[Extracted information]

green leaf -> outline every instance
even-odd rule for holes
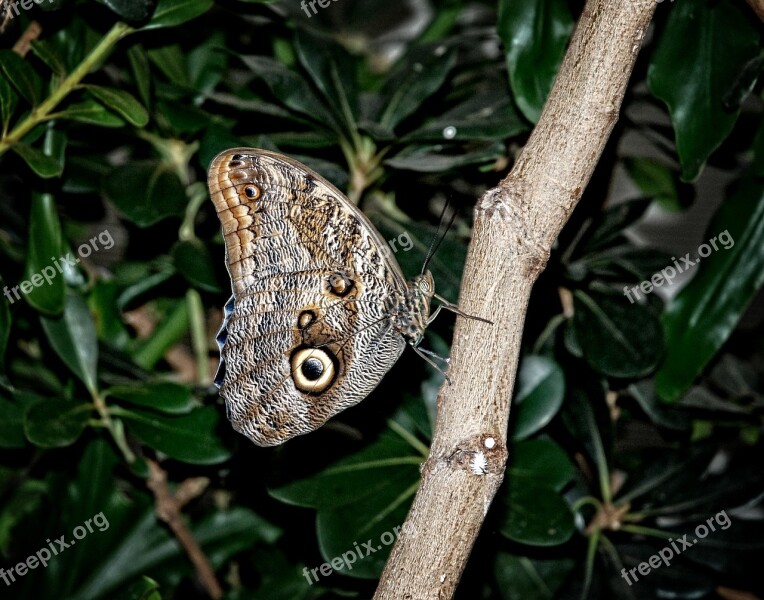
[[[471,96],[406,136],[406,141],[503,140],[528,129],[506,93]]]
[[[145,21],[151,16],[157,0],[103,0],[113,12],[128,23]]]
[[[698,177],[740,114],[725,96],[760,52],[759,31],[743,10],[733,0],[677,2],[651,58],[647,85],[668,106],[684,181]]]
[[[220,414],[211,406],[187,415],[166,416],[138,409],[120,410],[128,429],[143,443],[171,458],[198,465],[214,465],[231,456],[217,429]]]
[[[59,49],[47,40],[32,40],[32,52],[56,75],[66,75],[66,65]]]
[[[442,44],[410,55],[382,89],[384,109],[379,124],[388,131],[395,129],[443,86],[455,64],[456,52]]]
[[[149,113],[127,92],[99,85],[86,85],[85,89],[131,125],[143,127],[149,122]]]
[[[69,400],[41,400],[24,414],[27,439],[41,448],[61,448],[77,441],[87,427],[91,404]]]
[[[24,446],[24,410],[16,402],[0,396],[0,448]]]
[[[24,162],[29,165],[30,169],[43,179],[59,177],[64,170],[63,163],[52,156],[46,156],[41,150],[28,146],[27,144],[13,144],[11,149],[24,159]]]
[[[501,600],[553,600],[575,565],[572,558],[538,559],[501,552],[494,567]]]
[[[258,542],[271,544],[280,535],[276,527],[240,507],[215,511],[191,525],[190,529],[215,569],[221,569],[234,554],[248,550]],[[115,532],[115,535],[99,556],[103,557],[98,569],[101,575],[84,579],[81,587],[69,597],[78,600],[113,598],[114,592],[146,572],[162,574],[170,570],[175,573],[176,580],[179,575],[192,573],[188,557],[177,539],[165,528],[157,527],[154,511],[149,506],[132,518],[124,532]]]
[[[139,227],[181,216],[186,194],[178,176],[160,161],[134,161],[112,170],[103,186],[106,197]]]
[[[174,415],[187,414],[196,406],[191,390],[185,385],[169,381],[117,385],[104,394],[136,406]]]
[[[512,405],[512,439],[527,438],[546,427],[565,397],[565,375],[544,356],[525,356],[518,370],[517,392]]]
[[[56,113],[56,118],[69,119],[99,127],[124,127],[125,125],[120,117],[92,98],[67,106],[64,110]]]
[[[98,341],[87,303],[74,292],[67,292],[64,314],[57,319],[40,317],[40,322],[59,358],[95,395]]]
[[[577,290],[572,327],[591,367],[611,377],[642,377],[663,353],[661,326],[653,312],[625,296]]]
[[[744,180],[708,228],[695,278],[663,316],[666,359],[656,375],[661,399],[675,401],[727,341],[764,283],[764,186]],[[718,250],[713,250],[711,240]],[[691,253],[694,262],[703,246]]]
[[[331,40],[319,40],[303,30],[297,32],[295,47],[300,63],[323,93],[324,100],[333,106],[346,130],[355,132],[358,115],[355,62]]]
[[[336,570],[350,577],[375,578],[395,539],[390,536],[403,523],[419,485],[423,461],[424,456],[401,434],[386,430],[363,450],[323,471],[269,491],[282,502],[318,509],[318,543],[327,561],[352,551],[354,542],[372,542],[373,553],[364,554],[352,569],[342,565]]]
[[[172,249],[175,268],[194,287],[208,292],[222,292],[212,257],[200,241],[182,241]]]
[[[551,440],[524,440],[512,445],[509,478],[529,478],[560,492],[575,471],[565,451]],[[522,485],[519,483],[518,485]]]
[[[0,128],[2,128],[2,135],[8,131],[8,125],[11,122],[13,112],[16,110],[16,104],[18,104],[19,97],[16,92],[13,91],[11,84],[5,80],[5,77],[0,77]]]
[[[162,600],[159,584],[145,575],[141,577],[140,581],[136,581],[112,598],[113,600]]]
[[[410,146],[397,156],[385,161],[395,169],[418,171],[420,173],[442,173],[466,165],[484,164],[496,161],[504,155],[504,144],[475,144],[474,148],[462,153],[445,154],[444,146]]]
[[[206,13],[212,4],[212,0],[159,0],[154,16],[142,29],[181,25]]]
[[[43,95],[43,82],[28,62],[13,50],[0,50],[0,71],[22,98],[37,105]]]
[[[8,302],[13,304],[14,299],[10,293],[6,295],[6,298],[9,298]],[[11,326],[13,325],[8,302],[0,300],[0,374],[5,372],[5,352],[8,349],[8,340],[11,337]]]
[[[27,302],[47,315],[64,309],[65,281],[58,268],[63,241],[53,196],[32,193],[29,213],[29,246],[19,289]]]
[[[556,546],[575,531],[573,513],[551,486],[517,477],[508,478],[501,534],[531,546]]]
[[[127,58],[130,60],[130,68],[133,72],[135,87],[138,88],[138,94],[141,101],[146,106],[151,105],[151,67],[146,51],[141,45],[130,46],[127,50]]]
[[[326,105],[316,96],[308,82],[281,63],[265,56],[241,56],[242,62],[285,106],[339,131],[339,125]]]
[[[541,115],[573,31],[565,0],[499,0],[498,33],[515,102],[535,123]]]
[[[669,211],[682,208],[678,177],[673,169],[648,158],[627,158],[624,166],[645,196]]]

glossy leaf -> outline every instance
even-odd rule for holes
[[[207,247],[198,241],[182,241],[172,249],[175,268],[194,287],[208,292],[221,292],[212,257]]]
[[[123,127],[125,125],[119,116],[91,98],[67,106],[57,113],[57,117],[99,127]]]
[[[504,154],[504,144],[481,144],[474,150],[458,154],[441,152],[443,146],[424,146],[406,150],[385,161],[395,169],[420,173],[441,173],[466,165],[493,162]]]
[[[145,106],[149,106],[151,102],[151,68],[146,51],[140,45],[130,46],[127,50],[127,58],[130,60],[133,80],[138,88],[141,102]]]
[[[74,292],[68,292],[63,314],[56,319],[41,317],[40,321],[48,342],[59,358],[82,380],[91,394],[95,394],[98,341],[95,323],[85,301]]]
[[[27,261],[19,291],[30,305],[47,315],[58,315],[64,308],[65,281],[59,268],[63,247],[53,196],[32,194]]]
[[[64,57],[59,49],[47,40],[32,40],[32,52],[43,61],[56,75],[66,74]]]
[[[759,31],[744,10],[733,0],[677,2],[650,60],[647,84],[668,106],[685,181],[698,177],[740,113],[725,106],[725,96],[760,52]]]
[[[151,21],[142,29],[175,27],[206,13],[212,0],[159,0]]]
[[[42,150],[27,144],[14,144],[12,150],[29,165],[37,175],[44,179],[59,177],[63,172],[63,164],[52,156],[47,156]]]
[[[508,477],[522,485],[528,478],[560,492],[575,474],[570,459],[553,441],[524,440],[512,445]]]
[[[99,85],[87,85],[85,89],[131,125],[143,127],[149,122],[149,113],[129,93]]]
[[[538,559],[502,552],[494,565],[501,600],[553,600],[575,564],[571,558]]]
[[[13,50],[0,50],[0,71],[24,100],[36,105],[43,94],[43,82],[37,72]]]
[[[121,410],[127,428],[143,443],[184,462],[213,465],[227,460],[231,452],[218,433],[220,414],[211,406],[196,408],[181,416],[156,412]]]
[[[3,135],[8,129],[8,125],[11,122],[13,112],[16,110],[19,97],[11,87],[11,84],[5,79],[0,77],[0,128]]]
[[[429,47],[412,56],[389,78],[381,94],[379,124],[392,131],[438,91],[456,62],[456,53],[445,45]]]
[[[741,183],[714,216],[705,239],[714,239],[718,250],[705,242],[710,255],[700,259],[695,278],[663,317],[668,352],[655,383],[667,401],[689,388],[764,283],[764,186],[759,180]],[[696,258],[692,253],[690,259]]]
[[[126,590],[114,596],[114,600],[162,600],[159,584],[145,575]]]
[[[300,63],[308,71],[324,99],[345,124],[348,132],[356,129],[358,114],[355,64],[341,48],[329,40],[319,40],[298,31],[295,46]]]
[[[560,68],[573,17],[565,0],[500,0],[498,32],[520,112],[535,123]]]
[[[85,430],[92,412],[90,404],[61,398],[41,400],[24,414],[24,433],[41,448],[69,446]]]
[[[351,577],[378,577],[389,554],[394,529],[406,516],[419,485],[424,457],[401,436],[386,431],[378,440],[327,469],[279,487],[275,498],[318,509],[319,547],[329,561],[353,549],[353,542],[372,543],[374,551],[337,570]],[[383,534],[385,539],[382,539]],[[394,538],[393,538],[394,539]]]
[[[169,381],[119,385],[109,388],[104,394],[128,404],[174,415],[187,414],[196,406],[191,390]]]
[[[117,167],[106,177],[104,192],[139,227],[180,216],[186,207],[178,176],[159,161],[135,161]]]
[[[611,377],[640,377],[657,366],[663,335],[649,308],[596,290],[578,290],[573,298],[572,327],[593,369]]]
[[[104,0],[104,4],[128,23],[137,23],[148,19],[157,0]]]
[[[13,400],[0,396],[0,448],[24,446],[24,409]]]
[[[265,56],[242,56],[241,60],[271,93],[285,106],[335,130],[339,129],[334,116],[316,96],[308,83],[295,72]]]
[[[0,300],[0,373],[5,372],[5,352],[8,349],[8,340],[11,337],[11,309],[8,302],[5,302],[8,296]],[[13,299],[9,300],[13,302]]]
[[[546,427],[565,397],[565,375],[560,366],[544,356],[525,356],[518,369],[512,403],[512,438],[527,438]]]
[[[504,537],[531,546],[556,546],[570,539],[575,531],[573,513],[554,488],[511,476],[507,487],[499,530]]]
[[[629,176],[645,196],[653,198],[666,210],[682,208],[679,181],[674,169],[647,158],[631,158],[624,161]]]
[[[512,100],[503,93],[472,96],[406,136],[407,141],[502,140],[527,129]]]

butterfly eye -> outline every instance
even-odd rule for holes
[[[427,283],[424,279],[419,282],[419,289],[422,290],[425,294],[430,291],[430,284]]]
[[[300,348],[291,362],[294,385],[302,392],[320,394],[334,383],[334,357],[322,348]]]
[[[248,185],[244,188],[244,193],[247,195],[247,198],[257,200],[260,197],[260,188],[256,185]]]

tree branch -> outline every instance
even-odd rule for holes
[[[507,461],[507,422],[531,288],[599,160],[655,0],[588,0],[538,125],[477,203],[450,376],[430,456],[376,600],[454,594]],[[484,469],[476,469],[477,461]]]

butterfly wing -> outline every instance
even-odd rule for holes
[[[323,425],[379,383],[406,345],[406,283],[371,223],[285,156],[234,148],[209,171],[233,297],[216,377],[234,428],[271,446]]]

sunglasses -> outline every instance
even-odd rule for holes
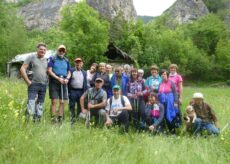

[/Extracted information]

**Task instructions**
Return all lines from the data above with "outline" in them.

**Output below**
green leaf -> outline every instance
glossy leaf -> outline every instance
butterfly eye -> outline every instance
tree branch -> outline every instance
butterfly wing -> outline every instance
sunglasses -> outline every instance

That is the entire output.